─── Exercise data ───
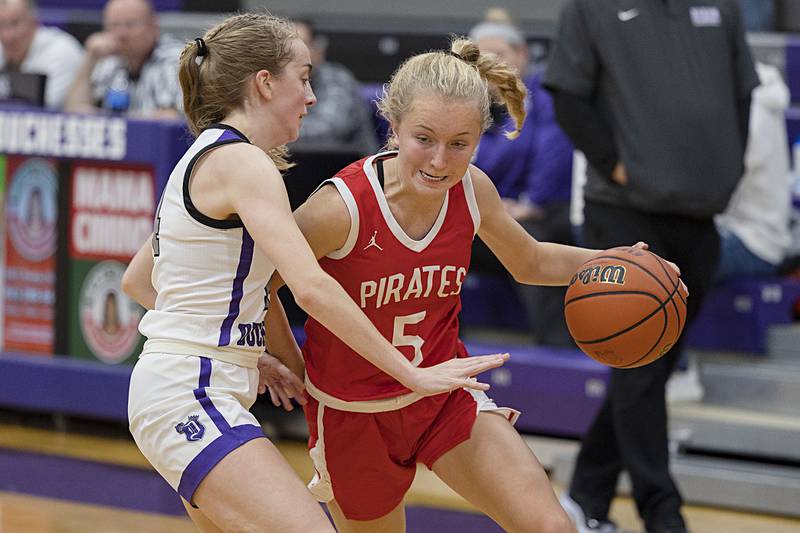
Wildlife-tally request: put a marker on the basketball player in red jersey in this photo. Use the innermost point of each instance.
(396, 230)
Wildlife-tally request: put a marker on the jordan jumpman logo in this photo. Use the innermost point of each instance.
(372, 242)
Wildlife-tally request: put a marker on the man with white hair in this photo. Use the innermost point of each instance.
(129, 66)
(28, 47)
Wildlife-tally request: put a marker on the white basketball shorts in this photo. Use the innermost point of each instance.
(188, 412)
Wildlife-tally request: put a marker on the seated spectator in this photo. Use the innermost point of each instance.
(340, 115)
(532, 173)
(754, 228)
(28, 47)
(129, 66)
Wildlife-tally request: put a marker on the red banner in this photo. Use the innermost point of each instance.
(111, 212)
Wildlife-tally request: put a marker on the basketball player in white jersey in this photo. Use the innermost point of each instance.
(222, 228)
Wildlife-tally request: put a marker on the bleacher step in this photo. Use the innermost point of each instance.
(750, 382)
(746, 432)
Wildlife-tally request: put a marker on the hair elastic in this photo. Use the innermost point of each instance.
(202, 49)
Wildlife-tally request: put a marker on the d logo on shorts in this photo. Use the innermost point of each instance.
(192, 428)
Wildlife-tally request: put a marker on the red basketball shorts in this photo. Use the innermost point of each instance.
(367, 461)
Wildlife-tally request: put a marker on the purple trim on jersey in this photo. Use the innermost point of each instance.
(245, 261)
(228, 135)
(212, 454)
(205, 401)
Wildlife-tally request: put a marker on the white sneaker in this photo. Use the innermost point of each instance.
(583, 523)
(684, 386)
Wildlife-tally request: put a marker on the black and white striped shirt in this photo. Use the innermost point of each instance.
(157, 85)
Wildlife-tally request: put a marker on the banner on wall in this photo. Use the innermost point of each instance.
(2, 244)
(110, 216)
(31, 215)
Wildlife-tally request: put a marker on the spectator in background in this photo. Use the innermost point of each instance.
(27, 46)
(532, 173)
(754, 229)
(129, 66)
(657, 95)
(340, 115)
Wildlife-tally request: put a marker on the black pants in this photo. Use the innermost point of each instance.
(630, 430)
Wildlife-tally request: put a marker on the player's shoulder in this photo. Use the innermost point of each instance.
(240, 158)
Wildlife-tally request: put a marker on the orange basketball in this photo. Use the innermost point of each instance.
(625, 307)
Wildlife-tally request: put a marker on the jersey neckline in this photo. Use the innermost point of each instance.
(394, 226)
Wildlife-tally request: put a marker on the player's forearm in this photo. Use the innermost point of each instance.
(327, 302)
(557, 263)
(137, 279)
(280, 340)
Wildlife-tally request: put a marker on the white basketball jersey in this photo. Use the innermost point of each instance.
(209, 275)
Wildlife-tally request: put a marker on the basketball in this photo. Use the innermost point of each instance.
(625, 307)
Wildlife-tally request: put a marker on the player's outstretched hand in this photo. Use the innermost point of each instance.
(455, 374)
(282, 383)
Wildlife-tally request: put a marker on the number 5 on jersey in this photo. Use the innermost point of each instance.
(399, 338)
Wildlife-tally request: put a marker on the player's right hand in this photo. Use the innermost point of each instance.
(455, 374)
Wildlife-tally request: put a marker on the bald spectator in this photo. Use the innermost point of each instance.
(28, 47)
(129, 65)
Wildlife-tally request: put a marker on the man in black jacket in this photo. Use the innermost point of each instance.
(656, 93)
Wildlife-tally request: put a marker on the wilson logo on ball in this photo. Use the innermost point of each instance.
(614, 274)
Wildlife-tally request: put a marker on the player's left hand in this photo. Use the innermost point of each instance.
(282, 383)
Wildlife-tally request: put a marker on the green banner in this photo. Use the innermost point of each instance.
(103, 322)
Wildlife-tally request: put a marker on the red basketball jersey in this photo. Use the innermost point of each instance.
(408, 288)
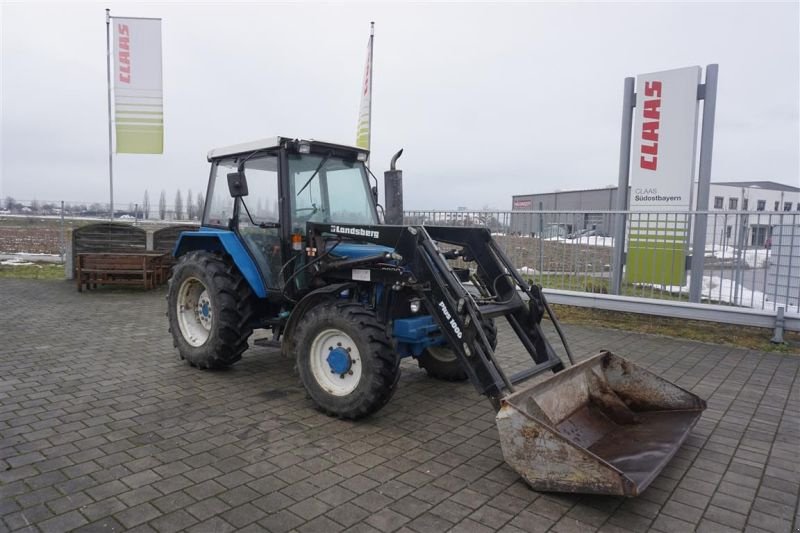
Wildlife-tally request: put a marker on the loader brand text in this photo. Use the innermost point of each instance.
(449, 317)
(358, 232)
(124, 47)
(651, 121)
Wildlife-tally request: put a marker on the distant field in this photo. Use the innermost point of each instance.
(35, 235)
(44, 235)
(34, 271)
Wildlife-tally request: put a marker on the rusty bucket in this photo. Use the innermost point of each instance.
(603, 426)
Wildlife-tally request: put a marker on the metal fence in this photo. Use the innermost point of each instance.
(751, 259)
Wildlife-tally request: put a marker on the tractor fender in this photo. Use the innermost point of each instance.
(307, 302)
(223, 241)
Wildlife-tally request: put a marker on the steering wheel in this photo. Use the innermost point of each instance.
(313, 211)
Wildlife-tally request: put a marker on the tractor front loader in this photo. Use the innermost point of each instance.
(294, 244)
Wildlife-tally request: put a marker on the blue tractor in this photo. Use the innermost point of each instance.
(291, 241)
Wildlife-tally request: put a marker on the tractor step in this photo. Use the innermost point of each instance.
(267, 343)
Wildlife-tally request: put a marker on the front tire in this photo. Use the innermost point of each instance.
(210, 310)
(345, 359)
(441, 362)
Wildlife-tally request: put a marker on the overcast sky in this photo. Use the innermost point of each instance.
(488, 100)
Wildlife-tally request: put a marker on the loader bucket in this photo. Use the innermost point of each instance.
(603, 426)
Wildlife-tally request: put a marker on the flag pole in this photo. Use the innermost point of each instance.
(110, 145)
(371, 75)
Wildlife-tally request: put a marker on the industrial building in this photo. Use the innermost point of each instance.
(587, 206)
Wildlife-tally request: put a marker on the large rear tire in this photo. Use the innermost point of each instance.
(345, 359)
(210, 310)
(441, 362)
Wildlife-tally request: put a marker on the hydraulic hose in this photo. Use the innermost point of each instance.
(557, 325)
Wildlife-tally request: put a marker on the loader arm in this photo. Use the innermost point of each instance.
(603, 426)
(458, 312)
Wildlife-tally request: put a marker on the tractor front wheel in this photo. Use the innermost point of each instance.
(345, 359)
(210, 308)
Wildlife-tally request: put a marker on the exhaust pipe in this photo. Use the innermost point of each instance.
(393, 189)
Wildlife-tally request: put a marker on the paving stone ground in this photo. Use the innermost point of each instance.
(103, 428)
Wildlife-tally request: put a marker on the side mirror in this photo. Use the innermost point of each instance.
(237, 184)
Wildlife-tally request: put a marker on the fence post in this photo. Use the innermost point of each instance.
(628, 103)
(63, 230)
(703, 184)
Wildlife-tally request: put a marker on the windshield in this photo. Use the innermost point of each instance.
(338, 193)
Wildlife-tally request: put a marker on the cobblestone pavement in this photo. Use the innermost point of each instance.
(103, 428)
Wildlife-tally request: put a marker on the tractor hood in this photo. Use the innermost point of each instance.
(357, 251)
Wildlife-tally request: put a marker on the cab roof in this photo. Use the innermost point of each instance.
(274, 142)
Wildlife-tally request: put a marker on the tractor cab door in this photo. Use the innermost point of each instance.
(264, 244)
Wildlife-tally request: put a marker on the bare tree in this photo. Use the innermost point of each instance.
(146, 205)
(178, 205)
(189, 206)
(162, 205)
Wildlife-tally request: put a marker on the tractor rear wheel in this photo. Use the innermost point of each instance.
(345, 359)
(210, 310)
(441, 362)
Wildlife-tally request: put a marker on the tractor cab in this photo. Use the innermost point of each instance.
(265, 192)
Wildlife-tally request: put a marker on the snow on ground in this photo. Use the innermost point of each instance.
───
Work to be completed -> Print only the lines from the one with "Wildlife-tally request: put a marker on the tractor front wheel" to the end of the records, both included.

Exercise output ->
Wildlife-tally request: put a marker on the tractor front wheel in this photo. Use the innermost point of each instance.
(345, 359)
(210, 308)
Wildlife-tally request: put a marker on the exhaust pipe in this photo. Use the innermost point of each instance.
(393, 189)
Wildlife-tally request: put a marker on the paving stone ground in this photo. Use the innermost point of each instance.
(103, 428)
Wildlife-tally request: put a marker on the side mirror in this photo. Use the innermost point of each instance.
(237, 184)
Wildlife-tally request: put a marker on the fence post in this photo. Use the innermost point of each instance.
(628, 103)
(63, 230)
(703, 184)
Wildlife-tally request: put a marker on the windshield in this photo. Use the innermost point of each instance.
(338, 193)
Wildlife-tally request: put a marker on the cobblestone pavement in this photo. Use the innermost point of each instance.
(103, 428)
Wildlife-tally request: put a marker on the tractor hood in this photo. Use the innermost point of each instance.
(357, 251)
Wildlife-tally request: put a marker on the cab roof in this photo. Use the innermost point of each instance.
(274, 142)
Wildlife-tally request: put a marker on the tractor cab door in this photo. Use the innermost point of each instance.
(264, 244)
Wildlife-tally request: put a marker on the bare tree in this photo. Use the innermost point of each instance.
(146, 205)
(178, 205)
(189, 206)
(162, 205)
Wildlife-tally request: put a marker on the tractor rear wheel in this photo. Use the innermost point of each instance.
(345, 359)
(210, 310)
(441, 362)
Wildlife-tally request: put a marker on the tractor cab in this photo. Use the innermost point of each instance.
(265, 192)
Wildlife-tally request: put a marker on the snow on ground in this photo. Use the innermost point of each instance.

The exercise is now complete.